● Requirement a: In the excerpt on the Defense Department's historic preservation study, which section of the National Historic Preservation Act gives the Council its authority for the study?

─── Given passage

Nineteenth-century life at a frontier military post is interpreted
at the Army's post museum, Fort Bliss, Texas
(Photo courtesy of U.S. Army)
Approach and Method
The Council study used several methods to evaluate programs and activities
at a variety of levels throughout the Defense Department and the armed
services. In general, these methods involved reviewing relevant materials,
such as regulations and guidance; examining available information about
current historic preservation and cultural resource management activities;
interviewing selected individuals at headquarters and major command units;
and surveying selected installations, major command and support groups,
and State Historic Preservation Officers (SHPOs) through questionnaires
and telephone interviews. Individual field visits and expert focus groups
yielded further information and enabled the Council to check lines of
inquiry and formulate conclusions.
The Council gave special consideration to issues surrounding the Defense
Department's ability to meet its responsibilities under the National Historic
Preservation Act of 1966 (NHPA), as amended (16 U.S.C. § 470), including
the manner in which cultural resources were identified, evaluated, administered,
maintained, protected, and used. The Council's authority for this study
derives from Section 202(a)(6) of the act, which directs the Council to
"review the policies and programs of Federal agencies and recommend
to such agencies methods to improve the effectiveness, coordination, and
consistency of those policies and programs with the policies and programs
carried out under [the act]." Levels of funding and personnel support
as well as opportunities for public access and involvement were investigated
in the context of the department's ongoing programs needs.
Major Findings
The Department of Defense has not fully met NHPA's policy provisions,
according to this study. Overall, its compliance record is inconsistent,
while its management of historic properties and other cultural resources
in particular is mediocre. Although some installations discharge stewardship
responsibilities admirably, the greater proportion do not. In many cases,
this problem can be attributed directly to inadequate staffing and funding.
Still, difficulties arising specifically from inadequate human and economic
resources are not the only ones impeding progress.
Other problems stem from sources as diverse as inconsistent legal compliance
and program administration, inadequate interaction with SHPOs, inadequate
institutionalization of historic preservation and other cultural resource
management activities at appropriate organizational levels, and inconsistent
interest and expertise in historic preservation policies and procedures
among military and civilian personnel. The low priority the department
typically assigns to staffing, funding, and planning for cultural resource
management activities, coupled with the limited attention it pays to active
management and stewardship of its historic properties and other cultural
resources, are also chronic impediments.
Among the many barriers to excellence, two key obstacles stand out: first,
the department's historic lack of commitment to natural and cultural resource
programs in relation to its primary mission, and second, its failure to
integrate resource management activities into its many ongoing programs
that have obvious cultural resource management components or implications.
If these and other barriers are to be resolved successfully, they must
be addressed in the context of military constraints, which include the
ongoing reductions in budgets and personnel and the changing military
mission.
Personnel questioned and interviewed for this study offered vital insight
into these problems. The department's compliance with the spirit and the
letter of historic preservation mandates could be improved immediately
with the hiring of additional personnel and the provision of increased
funding and training targeted for historic preservation activities. With
these changes, current practices affecting the identification, evaluation,
and protection of individual resources would be greatly enhanced.

──────

● Requirement b: Duplicate the records from the line containing "TARGET: white baseboard" up to and including the final line of the records.

─── Listed records

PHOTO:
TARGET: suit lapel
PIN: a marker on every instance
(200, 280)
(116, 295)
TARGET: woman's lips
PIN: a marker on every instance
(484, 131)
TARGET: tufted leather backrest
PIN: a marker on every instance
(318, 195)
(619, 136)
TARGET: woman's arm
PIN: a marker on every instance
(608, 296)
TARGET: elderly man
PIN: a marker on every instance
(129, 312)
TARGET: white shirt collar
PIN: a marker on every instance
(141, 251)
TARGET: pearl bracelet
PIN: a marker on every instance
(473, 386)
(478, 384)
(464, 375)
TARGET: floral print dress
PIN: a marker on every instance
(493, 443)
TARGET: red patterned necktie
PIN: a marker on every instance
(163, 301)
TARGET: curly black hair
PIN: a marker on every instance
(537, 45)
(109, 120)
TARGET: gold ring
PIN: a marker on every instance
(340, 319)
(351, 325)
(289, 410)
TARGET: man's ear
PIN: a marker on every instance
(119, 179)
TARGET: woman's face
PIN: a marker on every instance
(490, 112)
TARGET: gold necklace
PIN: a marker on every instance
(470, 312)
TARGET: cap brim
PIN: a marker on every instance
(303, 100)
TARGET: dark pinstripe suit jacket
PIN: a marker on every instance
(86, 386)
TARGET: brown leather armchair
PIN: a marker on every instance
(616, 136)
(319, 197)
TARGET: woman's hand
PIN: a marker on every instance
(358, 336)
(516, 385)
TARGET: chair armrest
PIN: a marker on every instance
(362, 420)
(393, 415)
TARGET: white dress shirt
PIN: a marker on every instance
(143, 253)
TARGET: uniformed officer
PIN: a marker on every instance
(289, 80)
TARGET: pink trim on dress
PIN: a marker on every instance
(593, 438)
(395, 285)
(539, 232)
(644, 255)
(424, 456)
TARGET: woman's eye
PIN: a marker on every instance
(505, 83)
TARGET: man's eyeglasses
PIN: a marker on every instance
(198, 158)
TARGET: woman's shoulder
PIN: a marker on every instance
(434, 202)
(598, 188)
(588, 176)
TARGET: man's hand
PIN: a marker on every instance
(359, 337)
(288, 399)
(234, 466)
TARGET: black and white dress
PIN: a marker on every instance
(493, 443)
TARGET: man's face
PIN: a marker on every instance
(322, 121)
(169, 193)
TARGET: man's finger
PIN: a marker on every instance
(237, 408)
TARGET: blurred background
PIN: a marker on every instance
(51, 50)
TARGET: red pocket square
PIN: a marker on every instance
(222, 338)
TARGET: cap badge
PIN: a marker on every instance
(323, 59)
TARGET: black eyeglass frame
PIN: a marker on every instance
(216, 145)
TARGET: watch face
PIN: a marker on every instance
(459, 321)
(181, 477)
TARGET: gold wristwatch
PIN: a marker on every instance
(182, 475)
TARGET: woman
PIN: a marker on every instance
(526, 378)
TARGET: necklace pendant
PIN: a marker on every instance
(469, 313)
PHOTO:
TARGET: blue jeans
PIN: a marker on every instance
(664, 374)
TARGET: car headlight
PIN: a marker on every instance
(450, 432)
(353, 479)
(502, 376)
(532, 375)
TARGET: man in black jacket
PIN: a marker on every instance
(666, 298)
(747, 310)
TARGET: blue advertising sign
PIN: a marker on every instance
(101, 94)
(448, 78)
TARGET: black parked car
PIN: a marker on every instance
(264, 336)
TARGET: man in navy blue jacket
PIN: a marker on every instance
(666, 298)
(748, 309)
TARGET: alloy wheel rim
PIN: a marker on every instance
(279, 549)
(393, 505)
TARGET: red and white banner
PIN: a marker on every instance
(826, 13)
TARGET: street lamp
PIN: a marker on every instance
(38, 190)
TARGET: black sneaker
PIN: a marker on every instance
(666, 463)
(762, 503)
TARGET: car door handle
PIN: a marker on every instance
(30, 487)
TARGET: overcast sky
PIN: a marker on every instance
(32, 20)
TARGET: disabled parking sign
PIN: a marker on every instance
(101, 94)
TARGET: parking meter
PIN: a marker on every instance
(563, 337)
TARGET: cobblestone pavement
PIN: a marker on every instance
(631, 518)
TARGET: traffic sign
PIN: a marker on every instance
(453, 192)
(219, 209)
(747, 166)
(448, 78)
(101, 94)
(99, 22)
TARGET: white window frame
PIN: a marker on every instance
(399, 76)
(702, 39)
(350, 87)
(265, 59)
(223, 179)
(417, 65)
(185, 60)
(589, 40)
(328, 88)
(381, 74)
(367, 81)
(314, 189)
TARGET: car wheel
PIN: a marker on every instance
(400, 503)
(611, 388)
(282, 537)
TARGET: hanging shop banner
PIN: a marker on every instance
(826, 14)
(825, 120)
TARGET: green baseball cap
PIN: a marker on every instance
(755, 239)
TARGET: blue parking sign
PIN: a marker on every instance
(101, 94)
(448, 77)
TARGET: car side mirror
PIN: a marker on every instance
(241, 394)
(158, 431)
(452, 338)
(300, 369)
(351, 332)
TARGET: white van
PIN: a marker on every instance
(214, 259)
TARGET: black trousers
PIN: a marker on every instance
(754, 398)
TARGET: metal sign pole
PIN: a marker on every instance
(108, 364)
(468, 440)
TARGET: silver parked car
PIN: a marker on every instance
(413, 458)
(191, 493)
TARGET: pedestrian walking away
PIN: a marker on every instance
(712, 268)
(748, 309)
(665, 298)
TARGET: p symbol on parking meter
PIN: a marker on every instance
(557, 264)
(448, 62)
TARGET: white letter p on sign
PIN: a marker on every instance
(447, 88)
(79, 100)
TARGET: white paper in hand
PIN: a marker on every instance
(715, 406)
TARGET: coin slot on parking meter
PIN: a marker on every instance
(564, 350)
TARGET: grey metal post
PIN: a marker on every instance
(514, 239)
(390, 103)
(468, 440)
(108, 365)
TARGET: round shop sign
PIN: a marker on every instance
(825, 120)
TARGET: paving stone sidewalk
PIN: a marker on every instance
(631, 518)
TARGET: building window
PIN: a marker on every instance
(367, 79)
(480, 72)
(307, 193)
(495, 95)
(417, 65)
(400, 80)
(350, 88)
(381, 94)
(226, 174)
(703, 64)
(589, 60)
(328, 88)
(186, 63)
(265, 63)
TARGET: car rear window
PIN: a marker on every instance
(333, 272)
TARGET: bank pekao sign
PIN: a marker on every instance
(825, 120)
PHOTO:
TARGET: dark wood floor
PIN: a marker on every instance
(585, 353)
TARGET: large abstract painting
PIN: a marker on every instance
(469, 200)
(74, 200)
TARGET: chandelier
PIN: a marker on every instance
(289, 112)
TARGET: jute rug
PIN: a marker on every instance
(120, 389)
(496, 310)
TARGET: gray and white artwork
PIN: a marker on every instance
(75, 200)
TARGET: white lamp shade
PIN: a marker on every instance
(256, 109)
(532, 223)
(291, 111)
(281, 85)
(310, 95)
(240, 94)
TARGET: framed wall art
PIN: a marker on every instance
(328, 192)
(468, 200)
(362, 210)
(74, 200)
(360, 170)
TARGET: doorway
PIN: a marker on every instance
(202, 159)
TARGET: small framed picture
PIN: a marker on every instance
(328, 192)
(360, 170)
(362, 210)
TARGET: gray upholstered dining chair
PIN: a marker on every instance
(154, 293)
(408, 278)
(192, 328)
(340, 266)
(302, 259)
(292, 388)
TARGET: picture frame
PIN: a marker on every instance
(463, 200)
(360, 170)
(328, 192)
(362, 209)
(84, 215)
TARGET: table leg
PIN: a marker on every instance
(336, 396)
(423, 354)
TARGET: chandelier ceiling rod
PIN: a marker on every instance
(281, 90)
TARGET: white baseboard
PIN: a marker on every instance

──────

● Expected output a: Section 202(a)(6)

● Expected output b:
TARGET: white baseboard
PIN: a marker on every instance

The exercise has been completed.